The copy must match the data below line for line and contain no images.

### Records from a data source
>>>
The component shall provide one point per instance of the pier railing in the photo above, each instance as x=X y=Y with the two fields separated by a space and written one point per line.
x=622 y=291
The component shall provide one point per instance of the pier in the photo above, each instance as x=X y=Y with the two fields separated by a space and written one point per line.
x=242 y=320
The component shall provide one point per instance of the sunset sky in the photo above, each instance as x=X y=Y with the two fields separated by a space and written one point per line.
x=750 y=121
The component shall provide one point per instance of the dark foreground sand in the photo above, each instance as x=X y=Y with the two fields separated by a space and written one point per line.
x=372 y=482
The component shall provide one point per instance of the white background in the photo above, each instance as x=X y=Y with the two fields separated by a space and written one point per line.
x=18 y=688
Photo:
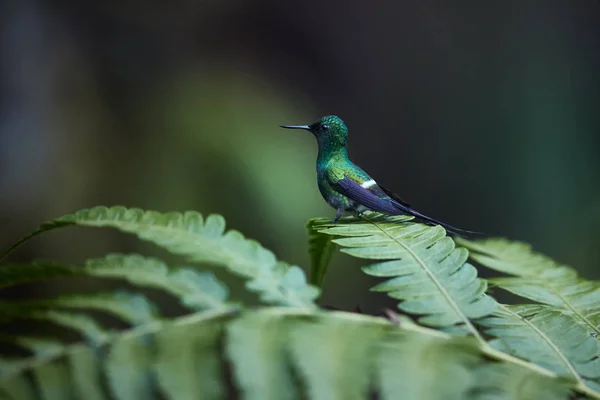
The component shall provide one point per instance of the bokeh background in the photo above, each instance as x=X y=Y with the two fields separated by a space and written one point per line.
x=483 y=115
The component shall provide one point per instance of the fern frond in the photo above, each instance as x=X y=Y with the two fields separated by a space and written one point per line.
x=132 y=308
x=500 y=381
x=85 y=325
x=196 y=290
x=16 y=274
x=257 y=347
x=40 y=346
x=540 y=279
x=320 y=248
x=331 y=355
x=549 y=338
x=204 y=241
x=429 y=274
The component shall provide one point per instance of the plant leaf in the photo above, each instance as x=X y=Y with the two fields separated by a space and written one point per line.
x=203 y=241
x=540 y=279
x=196 y=290
x=277 y=353
x=320 y=248
x=429 y=274
x=132 y=308
x=548 y=338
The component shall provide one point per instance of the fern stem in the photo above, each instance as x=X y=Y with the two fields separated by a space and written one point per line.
x=580 y=387
x=577 y=313
x=436 y=282
x=547 y=340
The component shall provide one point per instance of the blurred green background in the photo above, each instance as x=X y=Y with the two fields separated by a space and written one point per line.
x=482 y=115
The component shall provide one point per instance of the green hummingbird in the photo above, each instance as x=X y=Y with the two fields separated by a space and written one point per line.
x=345 y=186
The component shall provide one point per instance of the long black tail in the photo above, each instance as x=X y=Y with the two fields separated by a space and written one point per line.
x=449 y=228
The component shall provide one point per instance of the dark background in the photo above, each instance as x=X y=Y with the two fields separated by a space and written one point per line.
x=482 y=115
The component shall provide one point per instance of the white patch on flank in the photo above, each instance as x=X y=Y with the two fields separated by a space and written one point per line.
x=368 y=184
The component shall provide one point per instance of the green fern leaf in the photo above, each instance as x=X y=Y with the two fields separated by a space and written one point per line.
x=331 y=355
x=196 y=290
x=39 y=346
x=429 y=274
x=338 y=365
x=15 y=274
x=204 y=241
x=256 y=346
x=320 y=248
x=132 y=308
x=549 y=338
x=81 y=323
x=188 y=363
x=540 y=279
x=432 y=367
x=500 y=381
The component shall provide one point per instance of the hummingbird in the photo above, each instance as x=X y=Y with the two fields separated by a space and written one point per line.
x=348 y=188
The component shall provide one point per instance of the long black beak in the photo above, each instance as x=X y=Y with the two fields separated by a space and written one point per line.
x=305 y=127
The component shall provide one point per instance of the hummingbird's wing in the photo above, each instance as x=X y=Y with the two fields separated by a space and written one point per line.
x=385 y=204
x=365 y=197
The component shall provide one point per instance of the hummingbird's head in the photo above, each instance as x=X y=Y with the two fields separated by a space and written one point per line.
x=328 y=129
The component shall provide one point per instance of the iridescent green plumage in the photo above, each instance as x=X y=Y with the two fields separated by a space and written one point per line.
x=344 y=185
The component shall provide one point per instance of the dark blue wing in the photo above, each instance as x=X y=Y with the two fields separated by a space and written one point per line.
x=364 y=197
x=390 y=206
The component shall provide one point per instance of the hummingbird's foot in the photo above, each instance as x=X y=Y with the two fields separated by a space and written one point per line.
x=338 y=215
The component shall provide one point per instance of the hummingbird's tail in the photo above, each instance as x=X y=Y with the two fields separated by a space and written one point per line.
x=449 y=228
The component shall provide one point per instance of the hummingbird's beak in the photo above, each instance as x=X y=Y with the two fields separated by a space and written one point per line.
x=305 y=127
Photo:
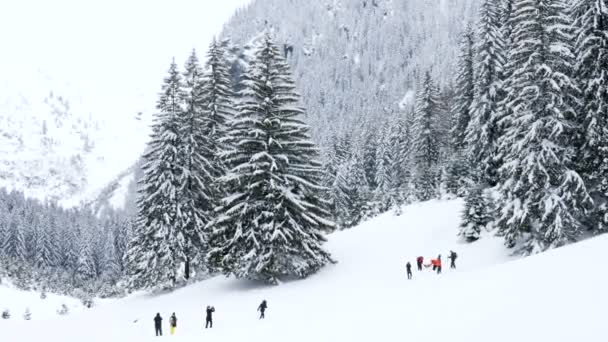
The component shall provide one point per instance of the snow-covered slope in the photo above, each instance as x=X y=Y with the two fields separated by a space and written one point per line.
x=40 y=307
x=77 y=94
x=556 y=296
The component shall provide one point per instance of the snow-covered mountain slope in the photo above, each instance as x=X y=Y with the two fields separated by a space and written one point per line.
x=17 y=302
x=556 y=296
x=355 y=60
x=77 y=94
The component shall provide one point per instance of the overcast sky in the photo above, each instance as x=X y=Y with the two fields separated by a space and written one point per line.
x=106 y=48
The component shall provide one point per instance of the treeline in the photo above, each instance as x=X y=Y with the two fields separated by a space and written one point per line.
x=521 y=131
x=532 y=94
x=68 y=251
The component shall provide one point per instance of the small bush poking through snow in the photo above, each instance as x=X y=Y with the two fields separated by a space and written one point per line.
x=88 y=302
x=63 y=311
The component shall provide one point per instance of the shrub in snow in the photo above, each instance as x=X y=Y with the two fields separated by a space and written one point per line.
x=88 y=302
x=476 y=215
x=63 y=311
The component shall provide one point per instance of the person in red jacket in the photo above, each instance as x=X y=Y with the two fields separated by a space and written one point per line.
x=419 y=262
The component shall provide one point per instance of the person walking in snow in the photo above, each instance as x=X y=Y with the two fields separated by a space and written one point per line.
x=262 y=308
x=452 y=258
x=209 y=320
x=439 y=264
x=172 y=323
x=158 y=325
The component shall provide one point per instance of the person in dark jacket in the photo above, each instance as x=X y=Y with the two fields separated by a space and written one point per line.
x=452 y=258
x=419 y=262
x=209 y=320
x=158 y=325
x=262 y=308
x=172 y=323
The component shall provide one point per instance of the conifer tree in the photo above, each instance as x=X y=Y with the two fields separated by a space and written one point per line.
x=270 y=226
x=351 y=192
x=458 y=171
x=591 y=46
x=465 y=89
x=543 y=197
x=426 y=141
x=153 y=250
x=197 y=175
x=14 y=243
x=483 y=131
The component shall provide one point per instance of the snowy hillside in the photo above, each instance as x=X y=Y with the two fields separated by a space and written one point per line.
x=358 y=59
x=76 y=104
x=556 y=296
x=53 y=145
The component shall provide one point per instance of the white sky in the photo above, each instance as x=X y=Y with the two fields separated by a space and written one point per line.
x=110 y=50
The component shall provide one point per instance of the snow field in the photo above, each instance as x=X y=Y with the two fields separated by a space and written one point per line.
x=556 y=296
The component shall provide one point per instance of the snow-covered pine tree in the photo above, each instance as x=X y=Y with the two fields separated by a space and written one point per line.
x=153 y=249
x=402 y=163
x=351 y=192
x=464 y=89
x=198 y=171
x=483 y=131
x=14 y=244
x=45 y=247
x=591 y=33
x=543 y=197
x=384 y=193
x=270 y=226
x=426 y=141
x=458 y=171
x=476 y=215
<<<
### RESPONSE TO THE EXERCISE
The component shall provide one point per instance of the pier railing in the photo above, each instance as x=X y=Y with the two fields separated by a space and written one point per line.
x=622 y=291
The component shall provide one point per instance of the pier in the photo above, each instance as x=X y=Y with the two fields separated by a space and written one point per line.
x=242 y=320
The component shall provide one point per instance of the sunset sky in the photo above, each instance as x=X y=Y with the two fields separated by a space and written one point per line.
x=750 y=121
The component shall provide one point per instance of the dark foreground sand in the photo above, each instance as x=X y=Y with the two fields separated by a space and written one point per line.
x=372 y=482
The component shall provide one point per instance of the white background in the photo above, each instance as x=X y=Y with the two fields separated by a space and written one point per line.
x=18 y=688
Photo:
The component shall provide one point per instance of the bokeh background in the photo above, each instance as x=X y=Y with the two fields separated by a space and written one point per line.
x=483 y=115
The component shall provide one point per instance of the fern frond in the photo above, each instance as x=X y=Y with the two fields separated by a space and written one point per line.
x=132 y=308
x=500 y=381
x=85 y=325
x=196 y=290
x=16 y=274
x=257 y=347
x=40 y=346
x=540 y=279
x=320 y=248
x=331 y=355
x=549 y=338
x=204 y=241
x=429 y=274
The component shall provide one point per instance of the plant leaf in the photo above, each instance as x=X y=Y with the two fields separated by a space and written one point per line.
x=203 y=241
x=540 y=279
x=196 y=290
x=277 y=353
x=320 y=248
x=429 y=274
x=132 y=308
x=548 y=338
The component shall provide one point per instance of the fern stem in the photo above, each instance as x=X y=Y with the two fields separated by a space and written one point per line.
x=580 y=387
x=577 y=313
x=436 y=282
x=547 y=340
The component shall provide one point per instance of the blurred green background in the photo above, each instance as x=X y=Y with the two fields separated by a space and written one point per line.
x=482 y=115
The component shall provide one point per instance of the green hummingbird in the photo above, each instance as x=X y=Y with the two fields separated by a space and written one point per line.
x=345 y=186
The component shall provide one point per instance of the long black tail in the photo above, each instance as x=X y=Y with the two fields separated by a space and written one point per line.
x=449 y=228
The component shall provide one point per instance of the dark background in the photo above, each instance as x=X y=Y with the two fields separated by a space and written one point per line.
x=482 y=115
The component shall provide one point per instance of the white patch on flank in the photo above, each instance as x=X y=Y with the two fields separated by a space and written one point per line.
x=368 y=184
The component shall provide one point per instance of the green fern leaf in the photo above, each instance as x=X y=Y with the two fields separated by a space and written one point per line.
x=331 y=355
x=196 y=290
x=39 y=346
x=429 y=274
x=338 y=365
x=15 y=274
x=204 y=241
x=256 y=346
x=320 y=248
x=132 y=308
x=549 y=338
x=81 y=323
x=188 y=363
x=540 y=279
x=432 y=367
x=500 y=381
The component shall provide one point per instance of the hummingbird in the photo above, each instance as x=X y=Y with the two fields separated by a space and written one point per line.
x=348 y=188
The component shall provide one point per instance of the long black beak in the photo above, each instance as x=X y=Y with the two fields separated by a space and written one point per line.
x=305 y=127
The component shall provide one point per instance of the hummingbird's wing in the photo above, each instance as x=X y=Y with the two fields separated by a space and written one point per line.
x=385 y=204
x=365 y=197
The component shall provide one point per instance of the hummingbird's head in the photo above, each instance as x=X y=Y with the two fields separated by a space and written one point per line.
x=328 y=129
The component shall provide one point per instance of the iridescent green plumage in the photo above, each instance as x=X y=Y with the two fields separated by a space and written one point per line.
x=344 y=185
The component shall provide one point per instance of the dark blue wing in the photo above, each instance as x=X y=Y with the two fields separated by a space and written one point per line.
x=364 y=197
x=390 y=206
The component shall provide one point per instance of the hummingbird's foot in the photo above, each instance as x=X y=Y with the two fields separated by a space and written one point per line.
x=338 y=215
The component shall provide one point per instance of the hummingbird's tail in the photo above, each instance as x=X y=Y with the two fields separated by a space and written one point per line.
x=449 y=228
The component shall provide one point per instance of the hummingbird's beak in the photo above, each instance as x=X y=Y with the two fields separated by a space and written one point per line.
x=305 y=127
Photo:
The component shall provide one point per instance of the snow-covered slope in the photo above, each instance as x=X y=Y with the two fields separated by a space and written one point per line.
x=40 y=307
x=77 y=94
x=556 y=296
The component shall provide one point per instance of the snow-covered mountain slope in the photo above, each instance as x=X y=Y with the two fields separated by a space and written one point per line.
x=17 y=302
x=556 y=296
x=355 y=60
x=77 y=94
The component shall provide one point per instance of the overcast sky in the photo above, each instance as x=X y=Y with the two fields separated by a space and written one point per line.
x=106 y=48
The component shall provide one point per instance of the treeline in the photo above, each instance as x=X y=Y with the two fields separated by a space and written one point per line.
x=521 y=131
x=532 y=94
x=68 y=251
The component shall provide one point per instance of the small bush poking through snow in the photo above, each instance as x=X y=Y with the two fields separated by a space and written one point per line.
x=88 y=302
x=63 y=311
The component shall provide one point per instance of the shrub in snow in the photo above, each instance as x=X y=Y with the two fields separated by a space and written one point per line.
x=88 y=302
x=476 y=215
x=63 y=311
The component shall provide one point per instance of the person in red jacket in the photo above, each instance as x=X y=Y with the two fields separated by a space and written one point per line.
x=419 y=262
The component shall provide one point per instance of the person walking in snow in the photo above, each instance as x=X y=Y with the two fields separated by a space and written one point per line.
x=262 y=308
x=452 y=258
x=209 y=320
x=439 y=264
x=172 y=323
x=158 y=325
The component shall provide one point per instance of the person in dark jacket in the photo above, each instance as x=X y=Y with the two fields separated by a space and written one point per line.
x=452 y=258
x=419 y=262
x=209 y=320
x=158 y=325
x=262 y=308
x=172 y=323
The component shall provide one point per instance of the conifer tree in the photo above, each instance as x=X y=Y with the two fields separated by a space and written one point per line.
x=270 y=226
x=351 y=192
x=458 y=171
x=591 y=46
x=465 y=89
x=543 y=197
x=426 y=141
x=153 y=250
x=197 y=175
x=14 y=243
x=483 y=131
The component shall provide one point per instance of the snowy hillside in the photo above, each instance as x=X y=Y with the two fields separated by a space and written one point per line.
x=358 y=59
x=76 y=104
x=556 y=296
x=53 y=145
The component shall provide one point per instance of the white sky in the photo above, each instance as x=X y=Y with the two fields separated by a space and written one point per line.
x=110 y=50
The component shall provide one point per instance of the snow field in the photo above, each instance as x=X y=Y with the two fields separated by a space and written one point per line.
x=556 y=296
The component shall provide one point per instance of the snow-covered pine tree in the photo above, each instance as x=X y=Y with the two fields separated by a space and written one point per line.
x=153 y=249
x=402 y=163
x=351 y=192
x=464 y=89
x=198 y=171
x=483 y=131
x=14 y=244
x=45 y=247
x=591 y=33
x=543 y=197
x=384 y=193
x=270 y=226
x=426 y=141
x=458 y=171
x=476 y=215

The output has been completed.